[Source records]

::::::::

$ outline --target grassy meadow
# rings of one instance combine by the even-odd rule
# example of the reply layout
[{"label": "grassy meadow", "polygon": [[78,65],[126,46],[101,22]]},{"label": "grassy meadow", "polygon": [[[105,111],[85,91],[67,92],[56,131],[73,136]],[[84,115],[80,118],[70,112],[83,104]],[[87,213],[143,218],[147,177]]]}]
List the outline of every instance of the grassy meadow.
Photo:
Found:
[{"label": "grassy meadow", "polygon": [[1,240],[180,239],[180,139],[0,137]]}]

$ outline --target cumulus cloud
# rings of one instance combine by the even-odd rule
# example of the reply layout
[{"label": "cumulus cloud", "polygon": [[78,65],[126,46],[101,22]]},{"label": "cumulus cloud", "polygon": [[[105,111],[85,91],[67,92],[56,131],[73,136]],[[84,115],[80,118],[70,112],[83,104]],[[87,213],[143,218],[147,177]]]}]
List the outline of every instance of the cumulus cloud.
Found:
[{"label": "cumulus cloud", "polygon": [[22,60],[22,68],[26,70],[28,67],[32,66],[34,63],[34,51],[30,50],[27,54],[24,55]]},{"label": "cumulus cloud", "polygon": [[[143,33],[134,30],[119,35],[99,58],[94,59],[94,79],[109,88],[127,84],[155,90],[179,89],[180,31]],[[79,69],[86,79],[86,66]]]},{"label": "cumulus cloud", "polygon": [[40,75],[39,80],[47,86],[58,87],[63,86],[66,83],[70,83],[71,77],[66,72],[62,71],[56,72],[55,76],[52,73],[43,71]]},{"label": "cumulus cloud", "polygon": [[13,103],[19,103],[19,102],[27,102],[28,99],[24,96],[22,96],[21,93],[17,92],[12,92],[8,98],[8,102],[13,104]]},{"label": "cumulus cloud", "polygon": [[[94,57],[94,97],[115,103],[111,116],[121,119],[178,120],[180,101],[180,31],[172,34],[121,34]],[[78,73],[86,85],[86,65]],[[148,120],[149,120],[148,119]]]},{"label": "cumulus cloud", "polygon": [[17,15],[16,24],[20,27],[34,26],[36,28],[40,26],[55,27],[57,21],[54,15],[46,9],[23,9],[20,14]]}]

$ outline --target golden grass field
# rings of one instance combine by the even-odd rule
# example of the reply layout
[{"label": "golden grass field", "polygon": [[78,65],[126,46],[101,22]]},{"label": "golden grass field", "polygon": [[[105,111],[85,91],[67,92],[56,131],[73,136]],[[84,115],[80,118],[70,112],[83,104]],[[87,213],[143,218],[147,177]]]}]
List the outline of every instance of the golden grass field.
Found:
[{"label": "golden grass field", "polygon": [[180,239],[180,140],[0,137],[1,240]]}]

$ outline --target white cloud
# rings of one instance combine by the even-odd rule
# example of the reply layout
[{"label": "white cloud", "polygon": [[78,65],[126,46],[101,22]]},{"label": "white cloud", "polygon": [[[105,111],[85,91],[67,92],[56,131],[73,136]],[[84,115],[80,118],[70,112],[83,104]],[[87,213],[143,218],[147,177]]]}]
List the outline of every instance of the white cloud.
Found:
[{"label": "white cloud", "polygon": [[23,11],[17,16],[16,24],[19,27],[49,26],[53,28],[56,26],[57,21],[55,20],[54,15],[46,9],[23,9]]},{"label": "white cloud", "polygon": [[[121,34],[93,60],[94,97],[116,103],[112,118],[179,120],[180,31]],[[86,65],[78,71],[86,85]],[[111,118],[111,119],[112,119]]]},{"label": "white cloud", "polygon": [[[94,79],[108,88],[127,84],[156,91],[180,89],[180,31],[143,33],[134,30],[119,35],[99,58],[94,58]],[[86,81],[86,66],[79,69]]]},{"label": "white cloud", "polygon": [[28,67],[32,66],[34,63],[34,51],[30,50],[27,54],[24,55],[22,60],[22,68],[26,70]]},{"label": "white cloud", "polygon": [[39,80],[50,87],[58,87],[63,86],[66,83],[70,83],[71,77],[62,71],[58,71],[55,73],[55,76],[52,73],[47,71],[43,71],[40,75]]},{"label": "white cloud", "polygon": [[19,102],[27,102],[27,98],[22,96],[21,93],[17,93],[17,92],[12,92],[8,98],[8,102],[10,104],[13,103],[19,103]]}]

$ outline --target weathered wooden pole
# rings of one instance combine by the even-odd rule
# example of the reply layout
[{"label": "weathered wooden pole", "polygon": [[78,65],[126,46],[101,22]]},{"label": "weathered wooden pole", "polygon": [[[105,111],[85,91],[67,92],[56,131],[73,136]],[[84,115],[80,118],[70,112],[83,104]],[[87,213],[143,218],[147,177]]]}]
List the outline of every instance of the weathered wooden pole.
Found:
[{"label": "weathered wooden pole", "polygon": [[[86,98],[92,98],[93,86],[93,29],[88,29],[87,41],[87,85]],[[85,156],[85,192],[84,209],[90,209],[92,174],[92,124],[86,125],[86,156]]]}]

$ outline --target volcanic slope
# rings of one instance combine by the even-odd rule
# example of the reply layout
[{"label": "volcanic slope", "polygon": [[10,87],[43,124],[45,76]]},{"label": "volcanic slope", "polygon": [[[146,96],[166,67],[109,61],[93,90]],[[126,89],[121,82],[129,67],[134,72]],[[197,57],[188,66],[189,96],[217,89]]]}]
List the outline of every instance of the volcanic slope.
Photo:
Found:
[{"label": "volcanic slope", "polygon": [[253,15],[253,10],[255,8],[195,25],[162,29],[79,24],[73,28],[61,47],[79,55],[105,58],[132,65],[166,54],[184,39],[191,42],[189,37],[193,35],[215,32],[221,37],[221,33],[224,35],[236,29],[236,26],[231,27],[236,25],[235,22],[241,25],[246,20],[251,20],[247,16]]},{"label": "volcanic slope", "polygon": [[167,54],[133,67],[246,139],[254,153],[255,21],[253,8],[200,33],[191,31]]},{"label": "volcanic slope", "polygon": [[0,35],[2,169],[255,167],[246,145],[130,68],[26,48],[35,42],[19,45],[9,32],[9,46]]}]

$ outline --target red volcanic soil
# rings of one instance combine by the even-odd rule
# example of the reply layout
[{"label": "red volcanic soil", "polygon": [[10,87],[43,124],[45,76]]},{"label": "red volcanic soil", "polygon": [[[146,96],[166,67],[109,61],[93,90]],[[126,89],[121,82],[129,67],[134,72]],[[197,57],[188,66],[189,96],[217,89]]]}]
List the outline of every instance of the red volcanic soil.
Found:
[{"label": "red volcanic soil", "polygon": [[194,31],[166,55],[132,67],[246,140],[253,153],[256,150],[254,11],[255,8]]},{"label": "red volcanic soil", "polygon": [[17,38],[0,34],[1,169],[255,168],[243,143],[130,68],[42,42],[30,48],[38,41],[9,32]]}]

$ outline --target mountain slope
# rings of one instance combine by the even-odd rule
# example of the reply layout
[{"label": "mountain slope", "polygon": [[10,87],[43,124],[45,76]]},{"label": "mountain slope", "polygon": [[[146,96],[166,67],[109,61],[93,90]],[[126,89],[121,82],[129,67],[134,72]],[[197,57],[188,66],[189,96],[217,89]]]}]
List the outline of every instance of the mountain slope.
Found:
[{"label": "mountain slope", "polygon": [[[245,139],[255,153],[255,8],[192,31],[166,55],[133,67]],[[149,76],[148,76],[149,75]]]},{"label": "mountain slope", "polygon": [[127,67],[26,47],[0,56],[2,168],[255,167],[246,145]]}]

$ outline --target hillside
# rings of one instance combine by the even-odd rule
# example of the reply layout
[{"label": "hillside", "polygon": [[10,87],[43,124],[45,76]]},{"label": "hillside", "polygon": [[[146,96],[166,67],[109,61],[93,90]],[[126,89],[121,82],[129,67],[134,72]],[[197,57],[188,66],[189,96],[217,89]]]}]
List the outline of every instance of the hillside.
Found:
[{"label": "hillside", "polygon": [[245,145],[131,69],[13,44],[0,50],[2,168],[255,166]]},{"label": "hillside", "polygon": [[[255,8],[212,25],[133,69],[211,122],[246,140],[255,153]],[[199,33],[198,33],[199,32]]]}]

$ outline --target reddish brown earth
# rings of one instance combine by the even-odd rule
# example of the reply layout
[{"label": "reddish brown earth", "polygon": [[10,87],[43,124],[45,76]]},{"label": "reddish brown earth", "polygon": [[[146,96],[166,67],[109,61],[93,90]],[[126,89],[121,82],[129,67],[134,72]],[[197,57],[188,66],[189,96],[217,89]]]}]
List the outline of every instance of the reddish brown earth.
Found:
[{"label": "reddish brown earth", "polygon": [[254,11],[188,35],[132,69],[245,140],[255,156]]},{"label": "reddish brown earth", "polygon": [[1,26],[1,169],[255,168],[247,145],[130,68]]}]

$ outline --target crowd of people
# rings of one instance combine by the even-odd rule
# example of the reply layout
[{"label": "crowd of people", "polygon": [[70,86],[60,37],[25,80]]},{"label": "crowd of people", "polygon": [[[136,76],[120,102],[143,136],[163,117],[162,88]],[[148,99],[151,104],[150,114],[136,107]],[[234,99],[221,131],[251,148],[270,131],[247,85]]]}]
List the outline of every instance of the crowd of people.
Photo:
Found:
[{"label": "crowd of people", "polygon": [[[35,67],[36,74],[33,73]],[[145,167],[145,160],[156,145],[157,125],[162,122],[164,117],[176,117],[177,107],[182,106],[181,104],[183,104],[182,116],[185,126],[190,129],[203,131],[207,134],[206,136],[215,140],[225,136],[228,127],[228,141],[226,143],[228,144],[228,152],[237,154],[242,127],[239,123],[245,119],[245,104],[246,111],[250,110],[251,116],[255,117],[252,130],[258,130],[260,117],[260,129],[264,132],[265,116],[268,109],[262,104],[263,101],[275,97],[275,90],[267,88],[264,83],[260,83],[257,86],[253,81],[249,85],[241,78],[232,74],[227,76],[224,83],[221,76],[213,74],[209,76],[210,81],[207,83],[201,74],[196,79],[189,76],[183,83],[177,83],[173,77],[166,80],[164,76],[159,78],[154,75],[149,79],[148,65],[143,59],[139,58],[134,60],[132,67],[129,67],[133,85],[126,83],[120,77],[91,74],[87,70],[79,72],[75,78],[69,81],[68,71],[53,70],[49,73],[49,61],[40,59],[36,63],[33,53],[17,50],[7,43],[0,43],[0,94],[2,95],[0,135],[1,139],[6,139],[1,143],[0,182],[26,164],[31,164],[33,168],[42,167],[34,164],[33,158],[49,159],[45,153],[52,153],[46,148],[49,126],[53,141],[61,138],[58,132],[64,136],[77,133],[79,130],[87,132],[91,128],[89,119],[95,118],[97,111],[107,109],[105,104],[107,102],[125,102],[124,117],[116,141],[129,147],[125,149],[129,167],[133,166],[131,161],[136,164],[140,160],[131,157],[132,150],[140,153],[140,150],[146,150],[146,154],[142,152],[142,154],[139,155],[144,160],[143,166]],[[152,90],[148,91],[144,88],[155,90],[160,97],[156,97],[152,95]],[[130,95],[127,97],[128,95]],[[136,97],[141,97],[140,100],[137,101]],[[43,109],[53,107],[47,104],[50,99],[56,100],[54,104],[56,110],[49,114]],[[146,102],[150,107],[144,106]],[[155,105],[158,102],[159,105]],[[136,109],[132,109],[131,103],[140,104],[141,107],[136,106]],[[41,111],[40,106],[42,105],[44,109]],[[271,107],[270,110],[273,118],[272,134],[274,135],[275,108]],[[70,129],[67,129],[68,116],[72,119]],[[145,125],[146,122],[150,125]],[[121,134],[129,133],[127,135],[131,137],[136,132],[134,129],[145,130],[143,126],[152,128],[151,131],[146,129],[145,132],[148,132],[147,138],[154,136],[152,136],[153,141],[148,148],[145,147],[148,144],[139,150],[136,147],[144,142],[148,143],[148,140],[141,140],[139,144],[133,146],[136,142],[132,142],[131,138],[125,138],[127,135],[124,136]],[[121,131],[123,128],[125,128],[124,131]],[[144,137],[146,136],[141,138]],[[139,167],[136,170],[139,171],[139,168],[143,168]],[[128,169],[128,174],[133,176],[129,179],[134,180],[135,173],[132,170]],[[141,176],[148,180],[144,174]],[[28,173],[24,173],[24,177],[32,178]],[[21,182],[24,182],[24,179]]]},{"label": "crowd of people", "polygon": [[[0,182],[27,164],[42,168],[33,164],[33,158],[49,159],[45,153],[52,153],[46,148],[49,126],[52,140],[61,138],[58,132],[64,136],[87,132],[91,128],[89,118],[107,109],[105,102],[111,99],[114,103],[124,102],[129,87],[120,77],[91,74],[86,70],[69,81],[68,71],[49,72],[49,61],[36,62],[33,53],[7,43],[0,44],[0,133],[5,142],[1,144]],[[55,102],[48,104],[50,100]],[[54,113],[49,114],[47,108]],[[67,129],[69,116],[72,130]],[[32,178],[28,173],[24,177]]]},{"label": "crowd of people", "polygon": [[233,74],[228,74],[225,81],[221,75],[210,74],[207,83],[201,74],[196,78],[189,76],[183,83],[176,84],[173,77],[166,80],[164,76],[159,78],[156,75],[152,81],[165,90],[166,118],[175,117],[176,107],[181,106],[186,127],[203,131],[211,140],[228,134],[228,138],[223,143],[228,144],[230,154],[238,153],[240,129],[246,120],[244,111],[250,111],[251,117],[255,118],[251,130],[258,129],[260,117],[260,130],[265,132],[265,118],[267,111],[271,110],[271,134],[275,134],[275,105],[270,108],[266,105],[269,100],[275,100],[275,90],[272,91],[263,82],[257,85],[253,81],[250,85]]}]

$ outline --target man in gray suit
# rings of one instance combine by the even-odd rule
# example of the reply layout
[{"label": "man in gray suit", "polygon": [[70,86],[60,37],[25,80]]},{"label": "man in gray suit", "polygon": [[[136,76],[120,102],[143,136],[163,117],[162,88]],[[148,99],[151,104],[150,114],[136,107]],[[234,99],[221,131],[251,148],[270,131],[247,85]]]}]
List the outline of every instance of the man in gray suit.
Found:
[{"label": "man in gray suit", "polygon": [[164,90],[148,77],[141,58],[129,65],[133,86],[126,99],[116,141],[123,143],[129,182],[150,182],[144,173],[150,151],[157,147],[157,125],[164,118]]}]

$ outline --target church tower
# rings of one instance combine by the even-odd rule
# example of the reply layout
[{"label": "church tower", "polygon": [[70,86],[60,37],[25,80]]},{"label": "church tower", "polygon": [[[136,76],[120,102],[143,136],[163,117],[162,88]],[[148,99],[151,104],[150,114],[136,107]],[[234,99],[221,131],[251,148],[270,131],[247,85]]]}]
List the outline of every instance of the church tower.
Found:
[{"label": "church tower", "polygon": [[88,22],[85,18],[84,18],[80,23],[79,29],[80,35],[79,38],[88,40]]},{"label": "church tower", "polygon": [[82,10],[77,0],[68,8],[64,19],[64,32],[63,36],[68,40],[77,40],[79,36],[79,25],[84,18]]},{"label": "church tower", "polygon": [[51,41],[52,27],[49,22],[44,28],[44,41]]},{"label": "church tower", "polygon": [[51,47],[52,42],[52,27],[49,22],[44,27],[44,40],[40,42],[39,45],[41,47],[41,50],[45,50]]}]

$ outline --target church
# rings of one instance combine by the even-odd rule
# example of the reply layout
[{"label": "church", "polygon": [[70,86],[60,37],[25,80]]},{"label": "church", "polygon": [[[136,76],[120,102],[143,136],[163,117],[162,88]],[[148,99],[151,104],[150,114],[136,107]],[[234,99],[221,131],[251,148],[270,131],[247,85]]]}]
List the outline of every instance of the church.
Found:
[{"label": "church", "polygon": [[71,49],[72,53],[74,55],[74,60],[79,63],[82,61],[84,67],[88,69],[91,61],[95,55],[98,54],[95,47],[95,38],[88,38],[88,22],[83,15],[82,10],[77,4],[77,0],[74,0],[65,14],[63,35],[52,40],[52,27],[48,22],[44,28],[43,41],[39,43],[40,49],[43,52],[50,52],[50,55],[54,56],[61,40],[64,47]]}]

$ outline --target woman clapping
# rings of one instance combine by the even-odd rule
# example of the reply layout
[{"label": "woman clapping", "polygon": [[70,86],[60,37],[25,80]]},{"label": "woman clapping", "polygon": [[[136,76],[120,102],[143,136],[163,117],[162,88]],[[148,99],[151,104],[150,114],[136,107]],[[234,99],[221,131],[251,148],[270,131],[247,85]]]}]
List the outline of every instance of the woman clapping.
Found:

::::::::

◆ Instructions for the task ◆
Reproduce, word for word, only the lines from the one that contains "--target woman clapping" through the final line.

◆ Task solution ◆
$ outline --target woman clapping
# rings of one instance combine by the even-odd rule
# example of the reply layout
[{"label": "woman clapping", "polygon": [[70,86],[60,37],[25,80]]},{"label": "woman clapping", "polygon": [[[136,76],[120,102],[143,136],[163,117],[162,88]],[[148,99],[151,104],[150,114],[136,107]],[[234,99],[221,131],[251,148],[270,131],[247,85]]]}]
List the outline of every instance of the woman clapping.
Found:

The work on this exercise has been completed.